+++ Extracted information +++
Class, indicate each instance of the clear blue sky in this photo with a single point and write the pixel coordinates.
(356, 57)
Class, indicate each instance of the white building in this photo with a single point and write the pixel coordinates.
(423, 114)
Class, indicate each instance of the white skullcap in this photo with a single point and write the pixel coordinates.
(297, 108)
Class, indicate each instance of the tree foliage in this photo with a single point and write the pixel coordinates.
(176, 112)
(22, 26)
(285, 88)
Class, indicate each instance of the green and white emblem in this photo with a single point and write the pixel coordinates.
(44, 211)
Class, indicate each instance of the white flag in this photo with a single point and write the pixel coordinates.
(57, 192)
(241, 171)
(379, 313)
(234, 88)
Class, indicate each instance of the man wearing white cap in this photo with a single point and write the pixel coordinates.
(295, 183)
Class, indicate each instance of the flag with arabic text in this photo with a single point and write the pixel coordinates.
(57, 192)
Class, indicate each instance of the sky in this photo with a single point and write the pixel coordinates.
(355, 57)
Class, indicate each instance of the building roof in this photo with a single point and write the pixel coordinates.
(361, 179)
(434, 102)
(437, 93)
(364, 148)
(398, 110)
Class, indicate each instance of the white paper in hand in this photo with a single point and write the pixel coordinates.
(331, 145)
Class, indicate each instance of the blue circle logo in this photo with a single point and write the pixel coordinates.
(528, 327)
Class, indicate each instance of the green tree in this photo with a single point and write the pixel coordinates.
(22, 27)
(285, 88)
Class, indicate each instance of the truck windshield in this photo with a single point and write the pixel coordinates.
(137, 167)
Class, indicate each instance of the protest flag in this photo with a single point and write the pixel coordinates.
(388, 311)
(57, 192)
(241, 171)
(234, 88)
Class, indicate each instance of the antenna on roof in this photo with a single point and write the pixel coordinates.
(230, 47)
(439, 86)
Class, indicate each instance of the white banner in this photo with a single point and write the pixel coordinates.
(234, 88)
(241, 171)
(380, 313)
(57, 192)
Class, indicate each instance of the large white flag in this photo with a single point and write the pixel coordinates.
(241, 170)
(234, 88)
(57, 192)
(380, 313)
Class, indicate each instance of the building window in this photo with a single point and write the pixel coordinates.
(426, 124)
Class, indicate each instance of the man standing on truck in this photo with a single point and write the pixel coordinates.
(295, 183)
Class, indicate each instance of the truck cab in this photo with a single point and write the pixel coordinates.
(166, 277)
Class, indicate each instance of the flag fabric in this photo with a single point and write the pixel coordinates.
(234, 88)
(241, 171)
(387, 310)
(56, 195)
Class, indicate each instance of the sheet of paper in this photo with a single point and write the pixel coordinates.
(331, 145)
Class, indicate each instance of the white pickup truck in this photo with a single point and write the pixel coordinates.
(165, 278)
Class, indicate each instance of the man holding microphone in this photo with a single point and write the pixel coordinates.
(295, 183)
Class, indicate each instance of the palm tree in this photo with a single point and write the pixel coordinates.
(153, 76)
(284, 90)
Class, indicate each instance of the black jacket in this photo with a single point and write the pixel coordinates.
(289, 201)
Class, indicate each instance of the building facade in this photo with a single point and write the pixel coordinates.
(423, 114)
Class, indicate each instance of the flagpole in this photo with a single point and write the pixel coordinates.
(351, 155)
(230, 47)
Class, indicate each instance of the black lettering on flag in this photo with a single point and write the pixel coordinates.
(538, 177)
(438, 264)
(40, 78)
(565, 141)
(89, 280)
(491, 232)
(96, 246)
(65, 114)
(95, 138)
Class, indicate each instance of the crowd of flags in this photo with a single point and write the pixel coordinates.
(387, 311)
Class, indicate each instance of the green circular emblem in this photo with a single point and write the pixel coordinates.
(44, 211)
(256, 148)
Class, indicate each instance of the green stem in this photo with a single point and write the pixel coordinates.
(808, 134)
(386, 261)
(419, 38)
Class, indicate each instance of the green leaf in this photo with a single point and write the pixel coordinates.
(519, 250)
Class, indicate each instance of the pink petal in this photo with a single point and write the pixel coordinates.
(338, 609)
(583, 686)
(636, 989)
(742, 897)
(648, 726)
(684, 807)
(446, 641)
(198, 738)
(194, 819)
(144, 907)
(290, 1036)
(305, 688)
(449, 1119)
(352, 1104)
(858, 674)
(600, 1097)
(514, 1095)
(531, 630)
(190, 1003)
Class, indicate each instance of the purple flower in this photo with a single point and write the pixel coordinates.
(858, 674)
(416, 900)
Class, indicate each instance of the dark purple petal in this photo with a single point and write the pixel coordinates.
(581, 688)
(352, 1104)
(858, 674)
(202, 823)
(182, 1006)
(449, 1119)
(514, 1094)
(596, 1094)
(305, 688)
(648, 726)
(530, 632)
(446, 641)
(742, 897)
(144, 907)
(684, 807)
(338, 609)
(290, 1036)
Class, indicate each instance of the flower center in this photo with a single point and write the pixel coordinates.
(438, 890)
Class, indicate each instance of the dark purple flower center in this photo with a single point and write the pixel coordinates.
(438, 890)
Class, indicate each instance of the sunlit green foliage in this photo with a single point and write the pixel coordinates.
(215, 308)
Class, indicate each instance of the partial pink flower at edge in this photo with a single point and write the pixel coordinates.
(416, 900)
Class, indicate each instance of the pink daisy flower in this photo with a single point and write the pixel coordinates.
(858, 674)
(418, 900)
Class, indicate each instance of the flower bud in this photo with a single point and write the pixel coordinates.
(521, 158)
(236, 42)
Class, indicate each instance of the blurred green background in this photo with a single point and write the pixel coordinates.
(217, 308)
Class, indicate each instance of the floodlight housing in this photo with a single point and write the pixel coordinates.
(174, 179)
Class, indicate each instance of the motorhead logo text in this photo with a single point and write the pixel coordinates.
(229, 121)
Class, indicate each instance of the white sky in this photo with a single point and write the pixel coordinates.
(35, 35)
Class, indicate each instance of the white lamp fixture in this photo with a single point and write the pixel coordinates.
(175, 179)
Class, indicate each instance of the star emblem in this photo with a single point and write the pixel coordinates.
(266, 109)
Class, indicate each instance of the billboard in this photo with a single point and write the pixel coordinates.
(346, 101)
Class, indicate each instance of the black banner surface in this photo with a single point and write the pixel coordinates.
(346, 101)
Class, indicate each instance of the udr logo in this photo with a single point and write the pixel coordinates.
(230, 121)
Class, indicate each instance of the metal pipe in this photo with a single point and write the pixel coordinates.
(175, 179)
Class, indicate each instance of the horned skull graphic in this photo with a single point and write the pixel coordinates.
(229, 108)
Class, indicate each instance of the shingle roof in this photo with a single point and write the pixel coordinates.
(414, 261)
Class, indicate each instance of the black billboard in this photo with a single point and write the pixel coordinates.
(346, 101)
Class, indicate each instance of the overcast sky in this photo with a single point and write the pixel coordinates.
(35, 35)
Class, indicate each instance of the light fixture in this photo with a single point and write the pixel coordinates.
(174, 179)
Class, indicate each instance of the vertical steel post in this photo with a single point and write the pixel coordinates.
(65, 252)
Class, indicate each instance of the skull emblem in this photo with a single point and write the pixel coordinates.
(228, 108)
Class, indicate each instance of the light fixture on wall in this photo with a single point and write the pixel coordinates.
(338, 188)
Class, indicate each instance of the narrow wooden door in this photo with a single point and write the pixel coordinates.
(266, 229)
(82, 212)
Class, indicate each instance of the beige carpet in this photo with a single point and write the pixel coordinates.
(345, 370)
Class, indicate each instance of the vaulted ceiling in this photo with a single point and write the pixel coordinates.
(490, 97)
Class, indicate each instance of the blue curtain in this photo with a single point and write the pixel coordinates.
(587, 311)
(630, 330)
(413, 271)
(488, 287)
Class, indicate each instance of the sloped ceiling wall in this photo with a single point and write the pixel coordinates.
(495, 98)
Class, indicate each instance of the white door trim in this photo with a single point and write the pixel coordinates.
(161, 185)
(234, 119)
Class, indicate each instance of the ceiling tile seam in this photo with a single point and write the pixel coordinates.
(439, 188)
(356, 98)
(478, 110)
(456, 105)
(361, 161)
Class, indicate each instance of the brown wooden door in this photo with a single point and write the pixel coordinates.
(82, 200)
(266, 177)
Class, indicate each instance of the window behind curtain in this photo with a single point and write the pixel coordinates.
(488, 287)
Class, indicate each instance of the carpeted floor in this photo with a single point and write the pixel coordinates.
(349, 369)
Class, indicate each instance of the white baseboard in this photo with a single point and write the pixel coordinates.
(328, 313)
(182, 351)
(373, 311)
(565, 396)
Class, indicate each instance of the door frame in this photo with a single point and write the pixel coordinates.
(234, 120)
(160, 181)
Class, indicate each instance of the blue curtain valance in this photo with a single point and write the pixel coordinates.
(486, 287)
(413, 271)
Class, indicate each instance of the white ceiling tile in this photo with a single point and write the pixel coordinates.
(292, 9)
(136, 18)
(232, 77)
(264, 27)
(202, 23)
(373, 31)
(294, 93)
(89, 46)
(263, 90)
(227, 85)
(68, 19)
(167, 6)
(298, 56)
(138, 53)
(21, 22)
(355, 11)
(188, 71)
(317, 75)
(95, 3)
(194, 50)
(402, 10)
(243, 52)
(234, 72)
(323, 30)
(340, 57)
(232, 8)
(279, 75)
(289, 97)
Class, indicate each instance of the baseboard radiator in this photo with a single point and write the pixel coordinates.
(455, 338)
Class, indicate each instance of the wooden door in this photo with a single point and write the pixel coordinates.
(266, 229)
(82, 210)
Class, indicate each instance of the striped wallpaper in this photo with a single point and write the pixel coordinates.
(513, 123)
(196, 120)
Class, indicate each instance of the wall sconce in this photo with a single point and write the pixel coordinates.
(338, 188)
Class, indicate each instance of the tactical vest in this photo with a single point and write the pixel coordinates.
+++
### [Short exercise]
Nothing but the lines from the one with "Class, indicate each instance of the baseboard" through the last line should be repeated, each exactly as it stands.

### [Worked solution]
Class, indicate each instance of the baseboard radiator in this photo with a single point and write the pixel coordinates.
(455, 338)
Class, indicate each instance of the wooden door in this photo with a single point and write the pixel coordinates.
(266, 229)
(82, 210)
Class, indicate each instance of the striped wallpaper in this photo with a single point and write the pixel coordinates.
(513, 123)
(196, 120)
Class, indicate each instance of the wall sconce in this photo with a single point and write the pixel coordinates.
(338, 188)
Class, indicate each instance of the tactical vest in this photo with a single point and write the pixel coordinates.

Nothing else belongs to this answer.